WHAT THE EXERCISE ASKS
Gather every line in the listing below that contains the string "yellow", and copy each of those lines without changing it.

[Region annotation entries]

====

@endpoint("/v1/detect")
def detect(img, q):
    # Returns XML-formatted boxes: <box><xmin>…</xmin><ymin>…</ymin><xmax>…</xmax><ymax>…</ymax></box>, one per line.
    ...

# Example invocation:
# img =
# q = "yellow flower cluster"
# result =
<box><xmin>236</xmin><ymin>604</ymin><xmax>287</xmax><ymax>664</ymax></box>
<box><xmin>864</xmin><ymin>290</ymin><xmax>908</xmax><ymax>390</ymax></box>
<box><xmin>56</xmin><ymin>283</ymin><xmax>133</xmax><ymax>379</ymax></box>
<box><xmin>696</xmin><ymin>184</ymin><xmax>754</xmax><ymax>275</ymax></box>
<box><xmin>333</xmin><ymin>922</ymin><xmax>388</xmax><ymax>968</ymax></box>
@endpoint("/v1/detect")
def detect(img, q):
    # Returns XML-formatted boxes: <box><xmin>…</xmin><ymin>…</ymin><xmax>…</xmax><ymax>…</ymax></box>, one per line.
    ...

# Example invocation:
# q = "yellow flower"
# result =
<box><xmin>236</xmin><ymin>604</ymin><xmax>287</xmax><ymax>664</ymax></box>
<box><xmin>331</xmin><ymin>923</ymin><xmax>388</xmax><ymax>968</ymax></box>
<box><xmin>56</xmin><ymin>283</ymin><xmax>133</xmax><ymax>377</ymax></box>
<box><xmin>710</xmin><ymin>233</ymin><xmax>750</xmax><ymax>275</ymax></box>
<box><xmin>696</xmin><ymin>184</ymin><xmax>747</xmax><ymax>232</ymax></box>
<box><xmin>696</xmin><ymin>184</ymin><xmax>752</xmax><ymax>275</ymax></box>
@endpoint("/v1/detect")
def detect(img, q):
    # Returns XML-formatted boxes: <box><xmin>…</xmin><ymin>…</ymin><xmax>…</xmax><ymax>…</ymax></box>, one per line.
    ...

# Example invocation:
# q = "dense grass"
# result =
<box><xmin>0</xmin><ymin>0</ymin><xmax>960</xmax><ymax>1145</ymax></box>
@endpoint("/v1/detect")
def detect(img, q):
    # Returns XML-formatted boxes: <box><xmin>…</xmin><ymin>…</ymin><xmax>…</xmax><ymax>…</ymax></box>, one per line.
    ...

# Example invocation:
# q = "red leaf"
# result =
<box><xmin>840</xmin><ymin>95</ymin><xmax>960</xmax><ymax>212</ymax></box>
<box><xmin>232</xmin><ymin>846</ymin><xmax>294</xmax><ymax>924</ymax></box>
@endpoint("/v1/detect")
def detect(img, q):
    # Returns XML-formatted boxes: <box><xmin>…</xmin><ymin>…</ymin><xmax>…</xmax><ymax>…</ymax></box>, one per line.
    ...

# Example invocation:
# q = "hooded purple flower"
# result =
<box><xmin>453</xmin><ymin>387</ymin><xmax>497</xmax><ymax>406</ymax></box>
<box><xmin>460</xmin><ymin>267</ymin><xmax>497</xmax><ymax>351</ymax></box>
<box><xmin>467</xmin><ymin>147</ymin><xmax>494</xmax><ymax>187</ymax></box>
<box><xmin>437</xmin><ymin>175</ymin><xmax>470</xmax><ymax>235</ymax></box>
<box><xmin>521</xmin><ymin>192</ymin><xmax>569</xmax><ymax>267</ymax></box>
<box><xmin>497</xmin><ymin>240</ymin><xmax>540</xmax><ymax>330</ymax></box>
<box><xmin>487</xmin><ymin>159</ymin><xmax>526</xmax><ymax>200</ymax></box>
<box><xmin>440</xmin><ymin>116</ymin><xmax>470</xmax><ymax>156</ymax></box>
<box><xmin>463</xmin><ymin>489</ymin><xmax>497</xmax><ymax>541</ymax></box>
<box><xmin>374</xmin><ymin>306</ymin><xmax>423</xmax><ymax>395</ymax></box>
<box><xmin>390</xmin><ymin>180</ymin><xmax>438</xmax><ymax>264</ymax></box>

====

REPLY TO THE EXERCISE
# q = "yellow flower cluster"
# q = "yellow flower"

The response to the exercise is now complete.